Copie do texto sobre o Mastodon o trecho entre "Concentração de poder" e "a estas questões.", inclusive.

**Excerto selecionado**
/---

A recente venda da Twitter fez com que muitas pessoas tenham abandonado essa rede social ou pelo menos decidido experimentar outras alternativas. Muitos se deparam pela primeira vez com o Mastodon. Apesar de a sua utilização quotidiana ser praticamente igual à do Twitter, não existe uma plataforma única em que nos registamos, mas sim várias “instâncias”, ou servidores, sendo preciso estar registado somente num deles. Muitos estranham este funcionamento.
Na verdade, nada existe de estranho aqui. O Mastodon funciona tal e qual como o nosso velho conhecido e-mail. Para se poder comunicar por email, é indiferente se usamos o serviço do Gmail, do Outlook, do Sapo mail, ou se temos o nosso próprio serviço de email: todos comunicam entre si. Isso é possível porque foram estabelecidos protocolos abertos, que qualquer pessoa ou empresa pode implementar para conseguir colocar o seu serviço de email a comunicar com os restantes serviços da rede. A própria Internet é constituída por protocolos abertos – um dos maiores motivos da sua imbatível popularidade.
Concentração de poder nas plataformas
Infelizmente, nos últimos largos anos, a Internet tem-se tornado cada vez mais centralizada. Plataformas como o Facebook, Youtube, Twitter, Amazon, entre muitas outras, atingiram uma dimensão colossal, e com ela um poder demasiado grande, que em último caso coloca mesmo perigos à democracia. Neste cenário, reacendeu-se o debate sobre o papel que estas grandes plataformas desempenham na sociedade, qual a sua responsabilidade pelos conteúdos que têm, qual o papel que devem ter na moderação dos conteúdos dos utilizadores, que políticas de moderação são desejáveis, ou que novos desafios colocam do ponto de vista da livre concorrência. O debate acontece um pouco por todo o mundo, e recentemente a União Europeia aprovou o Digital Services Act e o Digital Markets Act, com respostas a estas questões.

\---

**Dados fornecidos**
/---

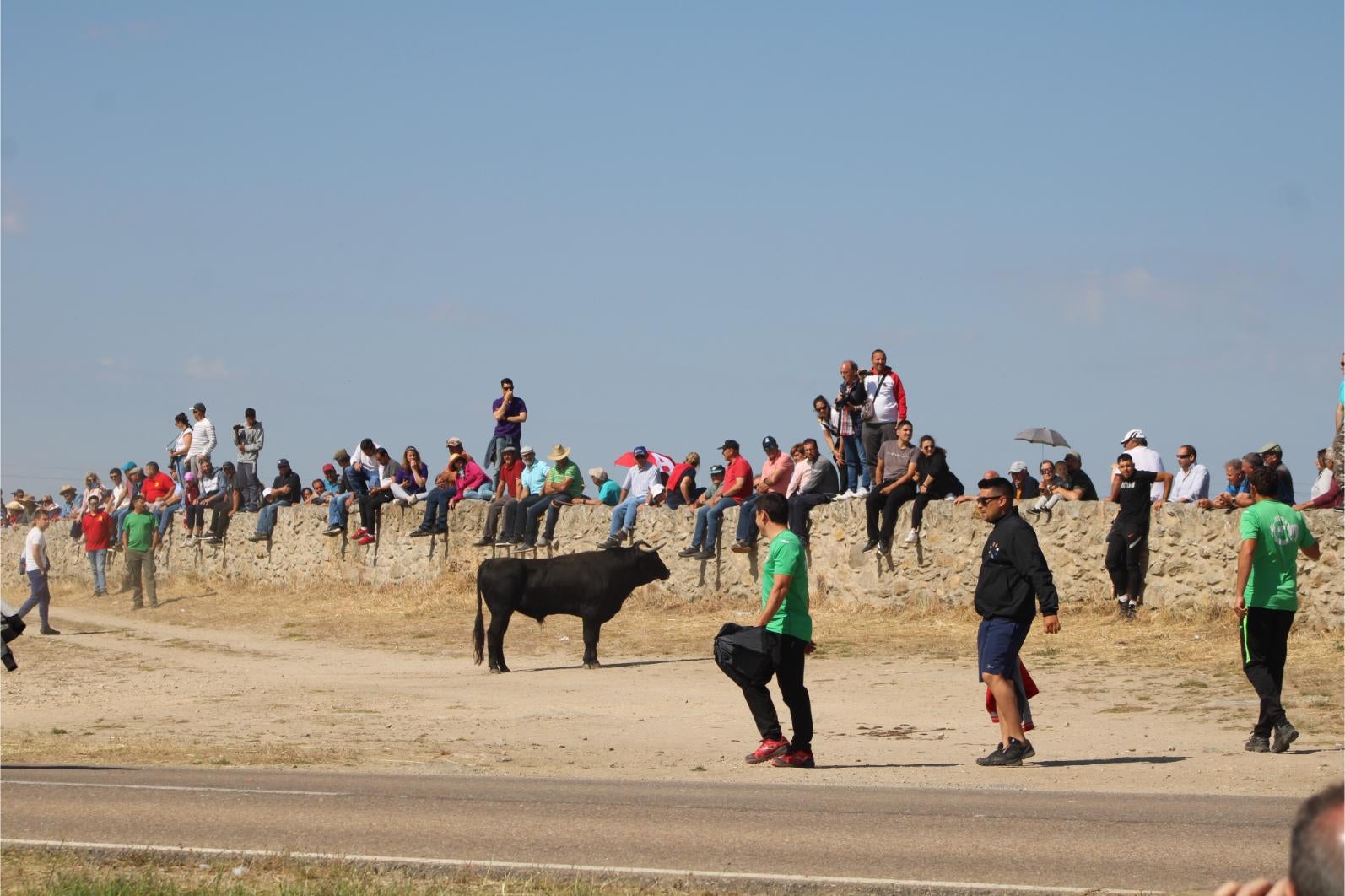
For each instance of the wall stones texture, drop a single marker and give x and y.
(1192, 559)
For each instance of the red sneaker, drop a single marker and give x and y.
(795, 759)
(768, 749)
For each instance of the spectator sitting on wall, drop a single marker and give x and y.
(1191, 483)
(934, 482)
(1236, 488)
(285, 490)
(681, 488)
(1024, 486)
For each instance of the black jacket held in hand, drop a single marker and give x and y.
(1013, 569)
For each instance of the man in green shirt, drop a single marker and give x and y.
(138, 540)
(788, 638)
(1267, 597)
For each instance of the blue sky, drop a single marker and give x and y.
(669, 225)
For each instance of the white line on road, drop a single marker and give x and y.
(208, 790)
(589, 869)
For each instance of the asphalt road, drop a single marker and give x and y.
(903, 839)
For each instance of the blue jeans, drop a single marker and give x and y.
(534, 515)
(40, 596)
(856, 471)
(623, 515)
(747, 520)
(99, 563)
(708, 522)
(436, 507)
(267, 518)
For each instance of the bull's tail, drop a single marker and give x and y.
(479, 629)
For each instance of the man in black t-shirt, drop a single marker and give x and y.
(1127, 542)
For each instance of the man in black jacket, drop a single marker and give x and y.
(1013, 569)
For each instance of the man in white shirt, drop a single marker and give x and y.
(202, 439)
(1192, 482)
(1145, 457)
(35, 565)
(635, 491)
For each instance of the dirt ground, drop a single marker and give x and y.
(385, 678)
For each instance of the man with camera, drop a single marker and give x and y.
(249, 436)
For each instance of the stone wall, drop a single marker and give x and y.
(1192, 565)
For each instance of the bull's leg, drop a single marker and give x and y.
(591, 633)
(495, 640)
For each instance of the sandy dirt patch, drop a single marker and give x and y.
(386, 678)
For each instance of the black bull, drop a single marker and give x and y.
(591, 586)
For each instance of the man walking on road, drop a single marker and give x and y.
(1013, 569)
(1267, 597)
(788, 637)
(138, 540)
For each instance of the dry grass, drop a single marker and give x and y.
(86, 873)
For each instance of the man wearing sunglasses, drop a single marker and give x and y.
(1013, 570)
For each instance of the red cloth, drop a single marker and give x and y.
(1028, 685)
(158, 486)
(97, 529)
(738, 467)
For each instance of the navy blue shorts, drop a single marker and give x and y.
(998, 642)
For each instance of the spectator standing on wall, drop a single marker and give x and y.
(849, 405)
(249, 436)
(202, 439)
(885, 404)
(510, 413)
(1191, 482)
(97, 531)
(1272, 534)
(1143, 457)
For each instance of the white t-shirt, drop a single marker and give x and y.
(1149, 459)
(884, 393)
(33, 556)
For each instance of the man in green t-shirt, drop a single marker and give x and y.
(138, 540)
(788, 638)
(1267, 597)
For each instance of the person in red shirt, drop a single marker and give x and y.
(737, 486)
(506, 493)
(162, 493)
(97, 532)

\---

**Resposta escrita**
Concentração de poder nas plataformas
Infelizmente, nos últimos largos anos, a Internet tem-se tornado cada vez mais centralizada. Plataformas como o Facebook, Youtube, Twitter, Amazon, entre muitas outras, atingiram uma dimensão colossal, e com ela um poder demasiado grande, que em último caso coloca mesmo perigos à democracia. Neste cenário, reacendeu-se o debate sobre o papel que estas grandes plataformas desempenham na sociedade, qual a sua responsabilidade pelos conteúdos que têm, qual o papel que devem ter na moderação dos conteúdos dos utilizadores, que políticas de moderação são desejáveis, ou que novos desafios colocam do ponto de vista da livre concorrência. O debate acontece um pouco por todo o mundo, e recentemente a União Europeia aprovou o Digital Services Act e o Digital Markets Act, com respostas a estas questões.